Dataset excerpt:
>>

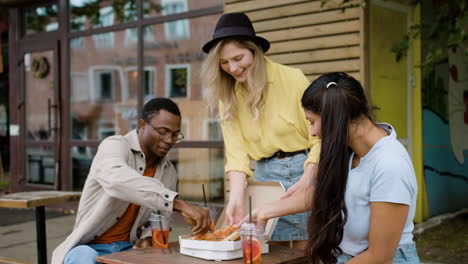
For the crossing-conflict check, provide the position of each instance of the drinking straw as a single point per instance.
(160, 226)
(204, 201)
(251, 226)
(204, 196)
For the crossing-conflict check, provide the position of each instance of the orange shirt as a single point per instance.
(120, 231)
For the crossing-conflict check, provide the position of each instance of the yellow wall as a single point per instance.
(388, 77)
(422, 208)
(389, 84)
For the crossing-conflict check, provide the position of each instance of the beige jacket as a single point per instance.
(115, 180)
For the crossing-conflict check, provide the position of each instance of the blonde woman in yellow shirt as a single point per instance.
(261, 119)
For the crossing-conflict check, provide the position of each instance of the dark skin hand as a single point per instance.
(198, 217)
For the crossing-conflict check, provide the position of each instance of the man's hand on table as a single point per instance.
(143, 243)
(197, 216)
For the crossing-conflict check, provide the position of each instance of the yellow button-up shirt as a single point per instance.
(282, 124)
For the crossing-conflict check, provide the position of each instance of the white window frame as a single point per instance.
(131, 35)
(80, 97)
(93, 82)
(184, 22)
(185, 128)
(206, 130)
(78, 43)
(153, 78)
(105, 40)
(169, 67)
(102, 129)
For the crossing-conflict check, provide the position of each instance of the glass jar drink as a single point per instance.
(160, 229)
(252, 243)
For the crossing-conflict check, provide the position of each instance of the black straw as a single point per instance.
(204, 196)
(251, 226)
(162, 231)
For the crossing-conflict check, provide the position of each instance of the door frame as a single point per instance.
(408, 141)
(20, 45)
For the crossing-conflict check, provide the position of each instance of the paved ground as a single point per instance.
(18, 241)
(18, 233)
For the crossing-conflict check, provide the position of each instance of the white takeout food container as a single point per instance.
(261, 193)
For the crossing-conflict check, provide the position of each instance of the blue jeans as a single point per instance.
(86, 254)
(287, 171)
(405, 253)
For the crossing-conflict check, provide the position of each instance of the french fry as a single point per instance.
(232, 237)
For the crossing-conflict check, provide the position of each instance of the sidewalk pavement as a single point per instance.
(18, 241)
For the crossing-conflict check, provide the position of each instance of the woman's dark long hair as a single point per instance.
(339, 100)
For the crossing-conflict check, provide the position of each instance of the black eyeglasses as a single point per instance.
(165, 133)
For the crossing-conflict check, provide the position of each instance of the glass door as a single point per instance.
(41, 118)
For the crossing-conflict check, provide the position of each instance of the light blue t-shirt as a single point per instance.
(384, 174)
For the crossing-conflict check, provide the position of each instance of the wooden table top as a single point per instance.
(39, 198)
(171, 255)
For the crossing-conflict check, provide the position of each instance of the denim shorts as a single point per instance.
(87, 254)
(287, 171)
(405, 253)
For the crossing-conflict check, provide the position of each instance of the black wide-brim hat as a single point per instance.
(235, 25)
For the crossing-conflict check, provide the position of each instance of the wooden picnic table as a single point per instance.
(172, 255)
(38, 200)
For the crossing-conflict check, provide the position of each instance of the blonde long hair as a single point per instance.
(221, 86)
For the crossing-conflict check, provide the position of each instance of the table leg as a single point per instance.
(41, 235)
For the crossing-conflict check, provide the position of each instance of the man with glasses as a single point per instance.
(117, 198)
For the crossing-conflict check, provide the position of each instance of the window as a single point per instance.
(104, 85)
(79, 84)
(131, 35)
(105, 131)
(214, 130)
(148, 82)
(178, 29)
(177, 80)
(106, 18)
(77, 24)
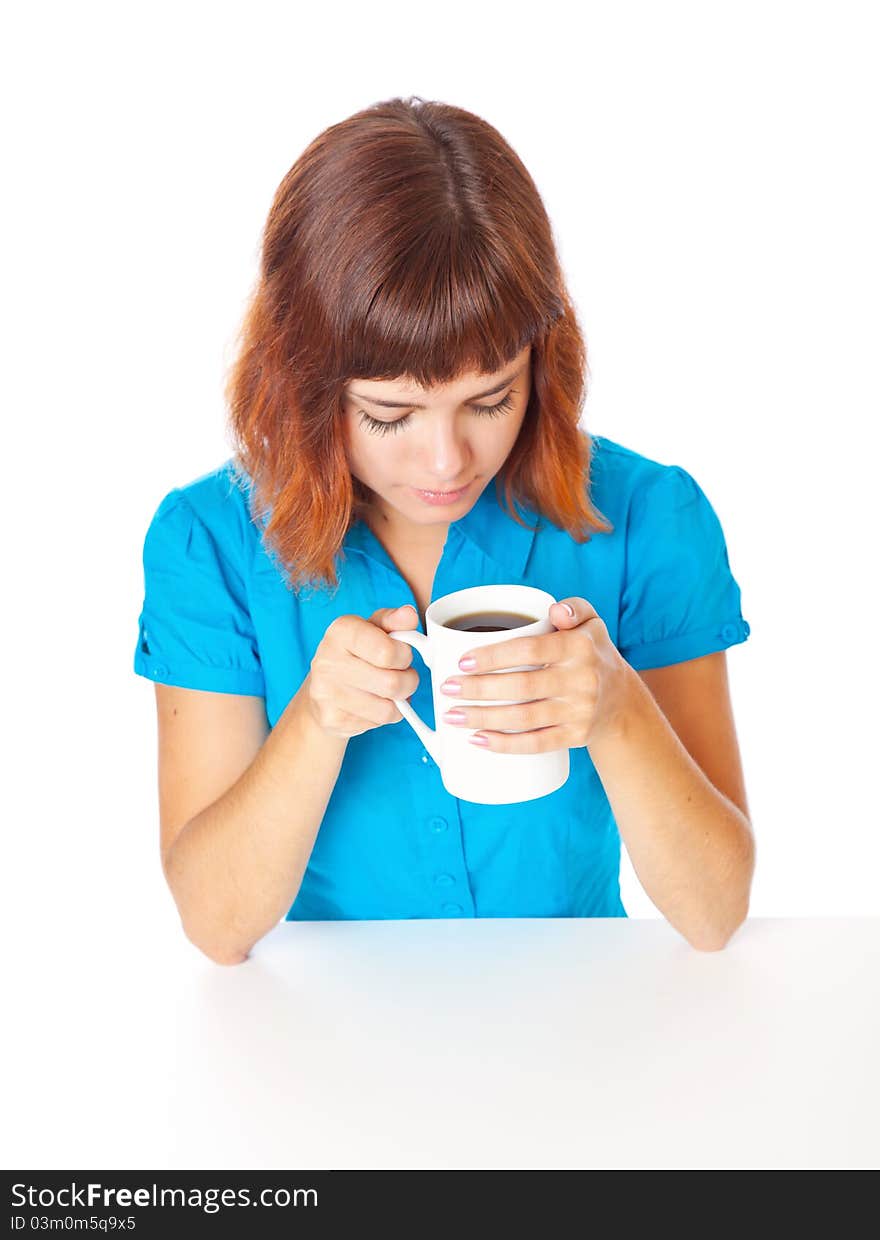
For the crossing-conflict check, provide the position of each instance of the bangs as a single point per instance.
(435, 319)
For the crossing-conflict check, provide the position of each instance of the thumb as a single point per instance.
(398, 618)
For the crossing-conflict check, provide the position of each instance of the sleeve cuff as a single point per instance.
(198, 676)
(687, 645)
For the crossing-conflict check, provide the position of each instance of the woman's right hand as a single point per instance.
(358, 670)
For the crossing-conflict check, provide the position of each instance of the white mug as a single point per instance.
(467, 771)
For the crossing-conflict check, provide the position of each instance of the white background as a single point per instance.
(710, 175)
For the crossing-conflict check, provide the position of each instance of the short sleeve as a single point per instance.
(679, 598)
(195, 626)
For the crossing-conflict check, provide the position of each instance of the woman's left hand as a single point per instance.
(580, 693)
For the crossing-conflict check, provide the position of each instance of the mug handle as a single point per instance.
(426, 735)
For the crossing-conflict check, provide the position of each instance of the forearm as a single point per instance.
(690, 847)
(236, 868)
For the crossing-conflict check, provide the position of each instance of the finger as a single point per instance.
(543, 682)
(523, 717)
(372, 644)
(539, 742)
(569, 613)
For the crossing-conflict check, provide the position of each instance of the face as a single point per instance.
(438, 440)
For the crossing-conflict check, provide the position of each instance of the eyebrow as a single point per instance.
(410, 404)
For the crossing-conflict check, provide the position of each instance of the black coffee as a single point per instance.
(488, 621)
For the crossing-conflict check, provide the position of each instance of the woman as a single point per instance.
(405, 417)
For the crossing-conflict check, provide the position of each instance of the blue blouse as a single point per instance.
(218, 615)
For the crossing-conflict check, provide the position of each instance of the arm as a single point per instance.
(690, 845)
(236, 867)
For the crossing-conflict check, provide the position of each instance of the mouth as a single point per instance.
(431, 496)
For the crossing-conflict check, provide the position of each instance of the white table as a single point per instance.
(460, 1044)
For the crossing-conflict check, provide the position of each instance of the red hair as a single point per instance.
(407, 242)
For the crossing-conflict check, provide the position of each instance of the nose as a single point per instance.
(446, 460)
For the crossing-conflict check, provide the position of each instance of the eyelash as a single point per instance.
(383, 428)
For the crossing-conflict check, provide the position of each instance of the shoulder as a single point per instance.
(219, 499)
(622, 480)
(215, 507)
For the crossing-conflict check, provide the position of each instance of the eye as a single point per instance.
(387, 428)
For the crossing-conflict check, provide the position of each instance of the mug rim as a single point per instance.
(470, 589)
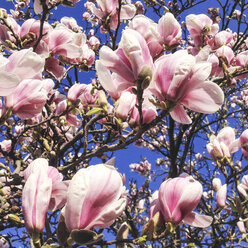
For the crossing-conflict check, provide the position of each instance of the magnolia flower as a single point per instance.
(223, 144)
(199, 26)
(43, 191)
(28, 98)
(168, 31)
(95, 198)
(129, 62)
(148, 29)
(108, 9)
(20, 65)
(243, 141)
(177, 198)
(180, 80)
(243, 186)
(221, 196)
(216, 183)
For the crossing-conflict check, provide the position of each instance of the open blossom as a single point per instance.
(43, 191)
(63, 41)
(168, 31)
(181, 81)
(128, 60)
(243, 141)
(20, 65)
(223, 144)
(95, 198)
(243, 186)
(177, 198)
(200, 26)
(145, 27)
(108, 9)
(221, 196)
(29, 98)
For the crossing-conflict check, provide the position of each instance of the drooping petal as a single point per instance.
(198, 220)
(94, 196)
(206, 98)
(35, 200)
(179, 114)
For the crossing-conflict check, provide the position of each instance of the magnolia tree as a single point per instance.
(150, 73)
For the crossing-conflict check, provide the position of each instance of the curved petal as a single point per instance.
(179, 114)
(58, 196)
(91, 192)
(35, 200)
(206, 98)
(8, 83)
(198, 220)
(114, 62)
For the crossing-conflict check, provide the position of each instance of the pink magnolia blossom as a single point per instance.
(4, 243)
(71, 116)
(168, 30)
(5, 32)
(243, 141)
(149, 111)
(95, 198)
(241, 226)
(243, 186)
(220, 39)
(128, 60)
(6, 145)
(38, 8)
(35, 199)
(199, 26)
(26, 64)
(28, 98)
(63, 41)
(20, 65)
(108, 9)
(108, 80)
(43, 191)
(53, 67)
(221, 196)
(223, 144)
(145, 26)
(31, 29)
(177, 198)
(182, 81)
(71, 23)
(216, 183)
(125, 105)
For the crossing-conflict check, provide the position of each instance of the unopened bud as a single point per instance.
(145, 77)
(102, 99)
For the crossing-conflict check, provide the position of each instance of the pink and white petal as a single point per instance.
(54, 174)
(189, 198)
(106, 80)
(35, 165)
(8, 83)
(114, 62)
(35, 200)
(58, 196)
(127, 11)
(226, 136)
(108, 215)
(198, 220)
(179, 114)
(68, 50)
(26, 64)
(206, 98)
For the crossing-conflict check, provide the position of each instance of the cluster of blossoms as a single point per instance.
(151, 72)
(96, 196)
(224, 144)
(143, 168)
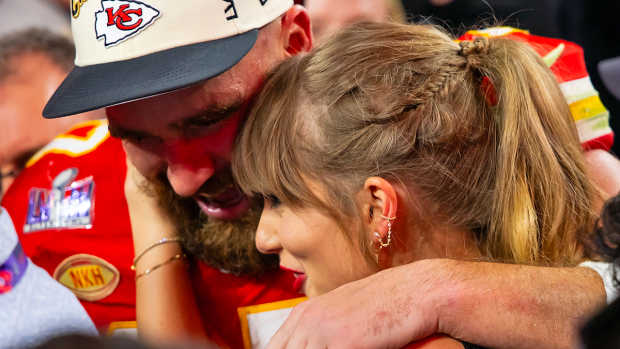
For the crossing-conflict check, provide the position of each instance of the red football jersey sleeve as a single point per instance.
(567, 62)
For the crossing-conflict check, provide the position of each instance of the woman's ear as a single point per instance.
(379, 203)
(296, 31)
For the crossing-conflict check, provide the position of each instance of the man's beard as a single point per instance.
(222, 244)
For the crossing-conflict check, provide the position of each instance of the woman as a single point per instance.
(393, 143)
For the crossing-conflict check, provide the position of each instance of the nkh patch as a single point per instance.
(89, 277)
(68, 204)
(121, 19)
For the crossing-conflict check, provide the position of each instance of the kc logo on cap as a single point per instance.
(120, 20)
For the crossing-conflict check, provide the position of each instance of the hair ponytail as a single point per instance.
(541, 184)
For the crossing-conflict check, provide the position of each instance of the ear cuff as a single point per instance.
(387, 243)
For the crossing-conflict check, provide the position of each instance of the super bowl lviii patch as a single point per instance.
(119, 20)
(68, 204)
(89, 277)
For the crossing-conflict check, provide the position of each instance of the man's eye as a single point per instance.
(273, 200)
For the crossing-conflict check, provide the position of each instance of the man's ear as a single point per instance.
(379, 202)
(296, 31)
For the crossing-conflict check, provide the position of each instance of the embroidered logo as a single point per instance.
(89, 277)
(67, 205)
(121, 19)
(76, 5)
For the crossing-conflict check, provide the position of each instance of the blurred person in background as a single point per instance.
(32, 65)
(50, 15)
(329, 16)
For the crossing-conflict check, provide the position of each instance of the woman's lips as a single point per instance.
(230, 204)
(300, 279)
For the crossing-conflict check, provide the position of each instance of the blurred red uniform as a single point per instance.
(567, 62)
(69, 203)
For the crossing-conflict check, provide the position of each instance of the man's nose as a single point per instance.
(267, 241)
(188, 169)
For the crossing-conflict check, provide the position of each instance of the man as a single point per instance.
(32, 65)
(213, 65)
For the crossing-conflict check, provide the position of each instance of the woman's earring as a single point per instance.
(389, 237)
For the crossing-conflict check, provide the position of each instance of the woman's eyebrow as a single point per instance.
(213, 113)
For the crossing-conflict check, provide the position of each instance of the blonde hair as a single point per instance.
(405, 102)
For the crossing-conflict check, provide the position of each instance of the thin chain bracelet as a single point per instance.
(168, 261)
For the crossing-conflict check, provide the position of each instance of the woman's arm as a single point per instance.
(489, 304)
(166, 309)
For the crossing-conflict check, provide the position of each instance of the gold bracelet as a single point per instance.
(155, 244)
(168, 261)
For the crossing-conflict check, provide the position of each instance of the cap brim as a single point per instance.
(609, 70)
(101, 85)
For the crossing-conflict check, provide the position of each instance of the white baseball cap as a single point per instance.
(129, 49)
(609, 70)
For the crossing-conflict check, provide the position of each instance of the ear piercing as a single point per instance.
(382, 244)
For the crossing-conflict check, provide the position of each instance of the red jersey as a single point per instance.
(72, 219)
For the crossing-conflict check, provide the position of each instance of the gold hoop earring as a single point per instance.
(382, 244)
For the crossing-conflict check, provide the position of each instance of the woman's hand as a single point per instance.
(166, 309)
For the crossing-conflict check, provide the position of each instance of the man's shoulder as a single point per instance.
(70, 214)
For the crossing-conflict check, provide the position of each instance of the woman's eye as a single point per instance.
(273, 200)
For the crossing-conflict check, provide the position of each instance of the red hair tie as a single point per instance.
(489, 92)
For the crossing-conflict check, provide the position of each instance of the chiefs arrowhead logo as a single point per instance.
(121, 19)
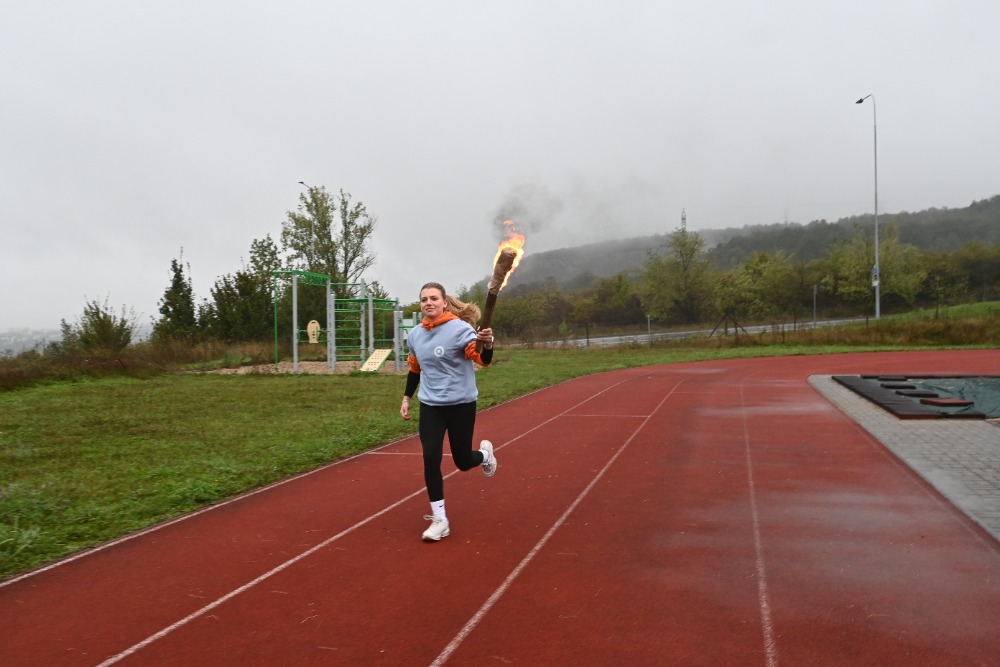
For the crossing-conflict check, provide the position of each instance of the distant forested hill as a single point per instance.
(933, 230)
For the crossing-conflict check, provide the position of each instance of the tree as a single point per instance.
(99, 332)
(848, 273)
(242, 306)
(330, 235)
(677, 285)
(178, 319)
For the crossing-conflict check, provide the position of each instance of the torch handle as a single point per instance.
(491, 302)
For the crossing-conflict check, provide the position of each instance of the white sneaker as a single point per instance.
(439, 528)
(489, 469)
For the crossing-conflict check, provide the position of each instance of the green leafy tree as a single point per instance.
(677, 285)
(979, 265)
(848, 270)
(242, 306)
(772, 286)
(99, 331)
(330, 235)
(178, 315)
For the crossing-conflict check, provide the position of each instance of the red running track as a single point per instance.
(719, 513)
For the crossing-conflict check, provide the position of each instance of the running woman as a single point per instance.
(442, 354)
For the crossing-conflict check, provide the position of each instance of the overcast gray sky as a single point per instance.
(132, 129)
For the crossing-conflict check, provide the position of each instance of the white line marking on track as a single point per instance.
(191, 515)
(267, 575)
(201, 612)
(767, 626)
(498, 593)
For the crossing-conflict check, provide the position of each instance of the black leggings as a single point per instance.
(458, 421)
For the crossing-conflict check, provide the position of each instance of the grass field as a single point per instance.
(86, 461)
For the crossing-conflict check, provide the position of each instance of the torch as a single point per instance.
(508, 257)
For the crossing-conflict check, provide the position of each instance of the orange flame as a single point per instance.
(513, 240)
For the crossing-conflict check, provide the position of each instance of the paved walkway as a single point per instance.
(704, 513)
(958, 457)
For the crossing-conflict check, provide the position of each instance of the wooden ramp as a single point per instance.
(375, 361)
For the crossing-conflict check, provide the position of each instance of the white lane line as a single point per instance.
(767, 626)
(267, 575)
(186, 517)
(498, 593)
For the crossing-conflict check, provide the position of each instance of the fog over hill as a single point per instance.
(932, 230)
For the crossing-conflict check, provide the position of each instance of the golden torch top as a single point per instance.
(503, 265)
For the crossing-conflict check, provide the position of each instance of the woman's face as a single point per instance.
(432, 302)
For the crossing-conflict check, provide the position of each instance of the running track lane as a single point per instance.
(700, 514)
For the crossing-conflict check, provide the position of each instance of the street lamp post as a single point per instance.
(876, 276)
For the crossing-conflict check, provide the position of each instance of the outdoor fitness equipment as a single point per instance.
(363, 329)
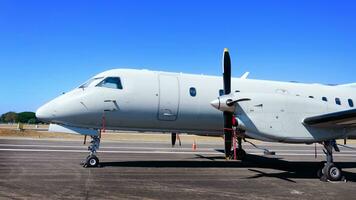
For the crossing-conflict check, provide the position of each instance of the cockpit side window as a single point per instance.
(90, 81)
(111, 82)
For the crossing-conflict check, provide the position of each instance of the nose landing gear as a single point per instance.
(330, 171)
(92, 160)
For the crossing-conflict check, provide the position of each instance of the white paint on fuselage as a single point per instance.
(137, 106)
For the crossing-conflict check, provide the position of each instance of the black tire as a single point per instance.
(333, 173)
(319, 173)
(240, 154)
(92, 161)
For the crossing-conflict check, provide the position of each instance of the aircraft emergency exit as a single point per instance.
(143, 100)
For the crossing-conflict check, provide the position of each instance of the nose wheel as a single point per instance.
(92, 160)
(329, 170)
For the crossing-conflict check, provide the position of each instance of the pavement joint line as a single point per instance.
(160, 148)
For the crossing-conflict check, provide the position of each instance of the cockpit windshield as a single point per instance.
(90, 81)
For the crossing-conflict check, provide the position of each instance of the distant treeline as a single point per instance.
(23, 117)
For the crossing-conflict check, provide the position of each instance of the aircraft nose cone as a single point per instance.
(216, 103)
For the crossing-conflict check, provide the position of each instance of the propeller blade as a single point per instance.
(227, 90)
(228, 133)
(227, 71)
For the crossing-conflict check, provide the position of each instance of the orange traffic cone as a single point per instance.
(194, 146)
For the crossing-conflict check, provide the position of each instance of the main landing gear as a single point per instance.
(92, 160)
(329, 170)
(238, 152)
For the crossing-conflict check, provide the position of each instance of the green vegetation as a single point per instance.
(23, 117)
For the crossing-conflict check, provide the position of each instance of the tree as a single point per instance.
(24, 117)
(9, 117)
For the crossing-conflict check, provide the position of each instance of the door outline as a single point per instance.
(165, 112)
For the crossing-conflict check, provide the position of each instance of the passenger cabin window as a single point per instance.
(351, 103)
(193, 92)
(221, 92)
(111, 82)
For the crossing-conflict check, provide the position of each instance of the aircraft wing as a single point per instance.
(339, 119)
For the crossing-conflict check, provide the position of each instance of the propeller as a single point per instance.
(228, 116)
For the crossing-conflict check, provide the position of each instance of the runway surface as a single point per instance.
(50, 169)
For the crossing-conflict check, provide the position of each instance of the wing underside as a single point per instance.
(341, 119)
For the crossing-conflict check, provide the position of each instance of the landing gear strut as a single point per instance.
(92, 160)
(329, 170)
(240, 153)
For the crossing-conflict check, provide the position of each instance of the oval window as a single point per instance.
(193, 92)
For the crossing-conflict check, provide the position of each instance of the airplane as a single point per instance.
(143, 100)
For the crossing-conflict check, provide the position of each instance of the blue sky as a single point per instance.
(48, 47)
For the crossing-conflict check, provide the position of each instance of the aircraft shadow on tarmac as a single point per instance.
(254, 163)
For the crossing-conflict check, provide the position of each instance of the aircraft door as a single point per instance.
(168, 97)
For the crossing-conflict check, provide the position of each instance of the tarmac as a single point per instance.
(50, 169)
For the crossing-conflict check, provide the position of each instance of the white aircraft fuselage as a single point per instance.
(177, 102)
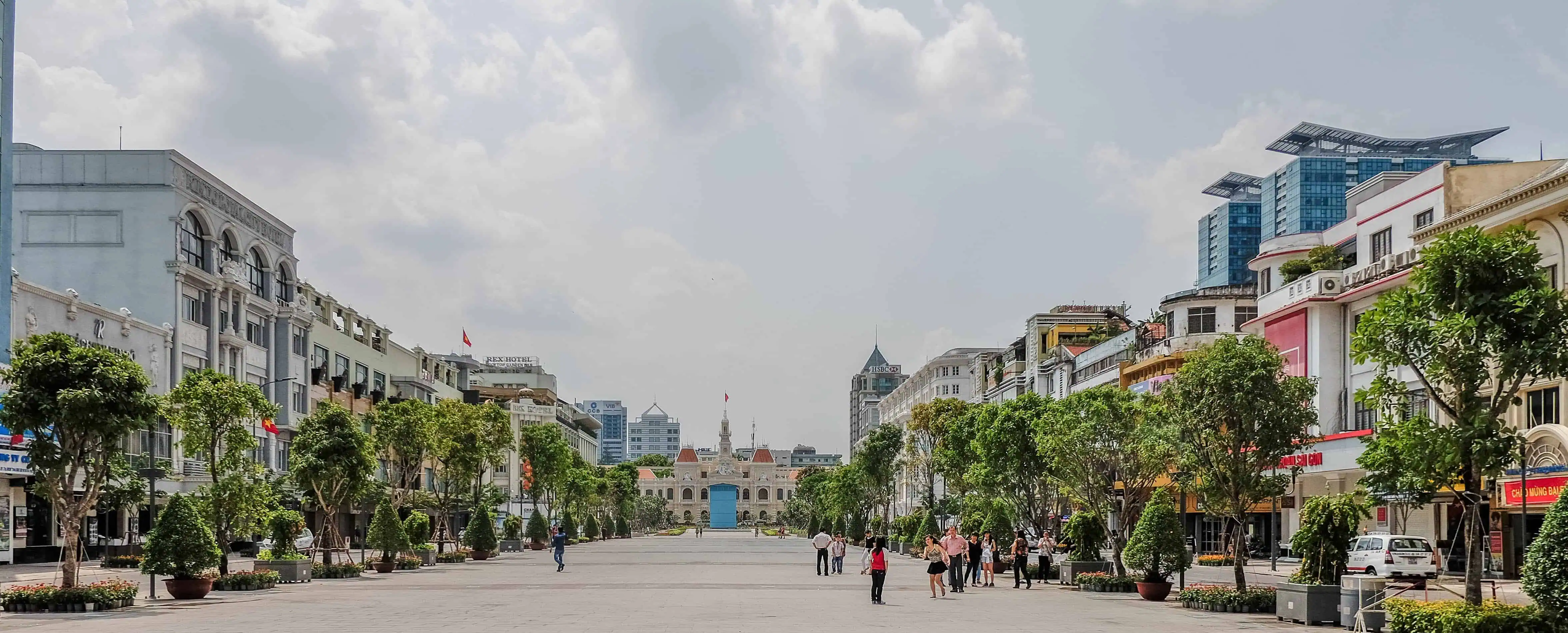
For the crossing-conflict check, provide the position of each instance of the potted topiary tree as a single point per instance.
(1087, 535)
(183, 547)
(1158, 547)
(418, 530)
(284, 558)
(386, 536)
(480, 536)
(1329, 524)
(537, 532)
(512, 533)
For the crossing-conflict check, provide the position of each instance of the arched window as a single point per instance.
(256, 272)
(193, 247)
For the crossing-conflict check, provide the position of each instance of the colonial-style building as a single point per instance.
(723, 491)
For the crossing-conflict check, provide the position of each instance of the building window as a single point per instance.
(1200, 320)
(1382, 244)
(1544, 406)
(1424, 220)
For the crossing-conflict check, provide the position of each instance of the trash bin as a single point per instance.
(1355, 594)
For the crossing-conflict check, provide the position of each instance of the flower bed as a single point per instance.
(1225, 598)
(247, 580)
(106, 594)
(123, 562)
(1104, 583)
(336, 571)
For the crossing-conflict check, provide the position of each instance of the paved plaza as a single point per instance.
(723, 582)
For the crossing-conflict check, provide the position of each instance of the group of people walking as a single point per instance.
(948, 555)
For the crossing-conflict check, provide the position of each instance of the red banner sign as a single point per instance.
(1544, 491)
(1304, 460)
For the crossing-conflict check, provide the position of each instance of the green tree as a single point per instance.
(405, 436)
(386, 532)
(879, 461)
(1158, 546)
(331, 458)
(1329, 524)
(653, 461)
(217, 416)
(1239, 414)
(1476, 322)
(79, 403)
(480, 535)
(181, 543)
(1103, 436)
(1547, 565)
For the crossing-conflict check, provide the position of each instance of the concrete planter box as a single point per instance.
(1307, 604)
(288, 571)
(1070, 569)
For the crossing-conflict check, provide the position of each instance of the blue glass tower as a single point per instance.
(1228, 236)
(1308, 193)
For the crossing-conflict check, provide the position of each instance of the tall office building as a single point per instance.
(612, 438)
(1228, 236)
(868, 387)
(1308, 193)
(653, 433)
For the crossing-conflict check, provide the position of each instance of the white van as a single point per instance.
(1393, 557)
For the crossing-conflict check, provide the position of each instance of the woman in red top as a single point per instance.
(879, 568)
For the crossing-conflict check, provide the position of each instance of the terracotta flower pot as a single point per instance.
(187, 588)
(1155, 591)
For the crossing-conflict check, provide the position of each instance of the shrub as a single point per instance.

<<

Exercise:
Only the lines from the one that contains "box as a single point per instance." to the end of the entries above should be given again, exactly and in full.

Reply:
For the crossing-conflict check, provide the position of each instance of the concrete planter box as a single point per instance.
(1307, 604)
(288, 571)
(1070, 569)
For the crossing-conflict check, provide the position of each instance of the blue glass tower as a single point per instance.
(1228, 236)
(1308, 193)
For the crossing-conflict check, provide the position of each instance of the tall office building as a single point per instance.
(612, 438)
(1228, 236)
(868, 387)
(1308, 193)
(653, 433)
For the crossing-conflict check, provide the position of each instance of the white van as a single point per instance.
(1393, 557)
For the crossing-conflict check, provide the position of each instance of the woman in red top as a single point per instance.
(879, 568)
For the crossing-conflict check, provide the position of each instance of the terracotta flower pot as a single point per instance.
(187, 588)
(1155, 591)
For the crossing-conflict check, provide the position of each instance of the shrub as a single point per instance.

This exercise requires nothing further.